_Stated goal_: Emit the entire listing verbatim.

_Given data_:
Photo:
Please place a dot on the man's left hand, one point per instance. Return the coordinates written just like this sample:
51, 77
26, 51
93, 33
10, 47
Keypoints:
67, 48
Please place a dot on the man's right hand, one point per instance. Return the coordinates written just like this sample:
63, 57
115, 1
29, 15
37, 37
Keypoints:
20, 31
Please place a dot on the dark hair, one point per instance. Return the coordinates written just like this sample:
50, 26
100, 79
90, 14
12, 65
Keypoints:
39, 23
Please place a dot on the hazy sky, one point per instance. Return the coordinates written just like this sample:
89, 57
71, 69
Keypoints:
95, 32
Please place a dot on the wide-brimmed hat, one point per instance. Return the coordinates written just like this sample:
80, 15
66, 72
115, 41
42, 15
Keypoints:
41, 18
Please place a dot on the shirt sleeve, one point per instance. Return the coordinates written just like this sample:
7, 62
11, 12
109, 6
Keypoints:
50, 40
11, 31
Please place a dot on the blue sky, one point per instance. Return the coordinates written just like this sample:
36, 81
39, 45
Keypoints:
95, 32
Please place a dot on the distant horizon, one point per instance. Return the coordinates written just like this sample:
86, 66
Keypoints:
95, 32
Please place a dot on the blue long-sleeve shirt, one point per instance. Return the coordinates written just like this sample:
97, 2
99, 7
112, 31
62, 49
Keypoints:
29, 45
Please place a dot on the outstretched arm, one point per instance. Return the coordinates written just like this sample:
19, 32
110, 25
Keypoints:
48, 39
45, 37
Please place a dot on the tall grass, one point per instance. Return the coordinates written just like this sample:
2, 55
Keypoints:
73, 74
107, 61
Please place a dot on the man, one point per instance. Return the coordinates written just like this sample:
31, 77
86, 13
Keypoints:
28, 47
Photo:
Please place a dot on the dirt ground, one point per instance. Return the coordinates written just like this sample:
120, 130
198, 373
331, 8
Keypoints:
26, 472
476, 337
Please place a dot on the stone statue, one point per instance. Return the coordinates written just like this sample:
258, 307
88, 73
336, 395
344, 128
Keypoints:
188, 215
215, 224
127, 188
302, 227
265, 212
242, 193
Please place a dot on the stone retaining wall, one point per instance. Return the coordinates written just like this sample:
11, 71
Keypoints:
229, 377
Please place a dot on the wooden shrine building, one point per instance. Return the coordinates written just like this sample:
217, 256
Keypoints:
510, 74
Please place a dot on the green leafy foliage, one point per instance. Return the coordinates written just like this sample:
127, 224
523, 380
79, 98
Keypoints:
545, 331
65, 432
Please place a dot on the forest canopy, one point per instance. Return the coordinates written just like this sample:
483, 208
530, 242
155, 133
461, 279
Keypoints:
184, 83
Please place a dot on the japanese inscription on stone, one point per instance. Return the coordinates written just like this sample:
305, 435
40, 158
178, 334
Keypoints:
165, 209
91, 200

_Expected answer_:
Photo:
Please place a dot on the man's left hand, one point per instance. Return the coordinates written just like this sample:
51, 77
26, 51
93, 33
10, 47
Keypoints:
67, 48
Please place a dot on the man's right hand, one point per instance. Return the coordinates written just like this sample:
63, 57
115, 1
29, 15
37, 37
Keypoints:
20, 31
Please place a dot on the dark hair, one point per instance. Return the coordinates written just like this sample:
50, 26
100, 79
90, 14
12, 65
Keypoints:
39, 23
Please place a dot on the hazy sky, one point per instance. Return the coordinates written just like this sample:
89, 57
71, 69
Keypoints:
95, 32
Please place a dot on the wide-brimmed hat, one point per instance. Return the coordinates written just like this sample:
80, 15
66, 72
115, 41
42, 15
Keypoints:
41, 18
Please place a dot on the shirt sleeve, one point per instance. Return the coordinates written just like this sample:
7, 62
11, 12
109, 6
Keypoints:
50, 40
11, 31
Please place a dot on the blue sky, one point per instance. Return the coordinates written just like this sample:
36, 81
39, 45
Keypoints:
95, 32
Please place a dot on the distant horizon, one point per instance. Return the coordinates written just like this sample:
86, 66
Keypoints:
95, 32
Please place a dot on the blue long-sleeve shirt, one point per instance. Return the coordinates written just like this sample:
97, 2
99, 7
112, 31
62, 49
Keypoints:
29, 45
Please place a dot on the outstretched arm, one point per instance. Return the coordinates written just like this sample:
19, 32
110, 25
Keypoints:
48, 39
45, 37
Please place a dot on the tall grass, one point per instance. Return the coordinates written just like this sample:
2, 55
Keypoints:
73, 74
107, 61
Please place a dot on the man, one point per instance. Return the coordinates written just like this sample:
31, 77
86, 13
Keypoints:
28, 47
Photo:
Please place a dot on the dirt ground, one point per instance. Return the coordinates written just like this sample:
120, 130
198, 373
331, 8
Keypoints:
26, 472
476, 337
Please place a dot on the stone statue, one point per instance. Return the coordinates written just like this sample:
258, 307
88, 73
336, 395
344, 128
Keypoints:
188, 215
215, 224
127, 188
302, 227
265, 212
242, 193
Please place a dot on the stone retaining wall, one point per instance. Return the coordinates written just like this sample:
11, 71
Keypoints:
229, 377
Please place a dot on the wooden shrine building, one point per instance. Return the coordinates written just like this sample:
217, 256
Keypoints:
510, 74
Please place a dot on the green leafy foliage, one point per instance. Return the coordinates written just like this sample:
127, 224
523, 380
79, 98
Keypoints:
545, 331
65, 432
Please place a dot on the forest canopy, one point per instance. Return the coordinates written just like this sample:
483, 208
530, 242
155, 133
461, 279
Keypoints:
184, 83
Please place a dot on the japanese inscription on stone, one point per instance. Return the coordinates written just like this sample:
305, 435
40, 158
178, 334
Keypoints:
165, 209
91, 200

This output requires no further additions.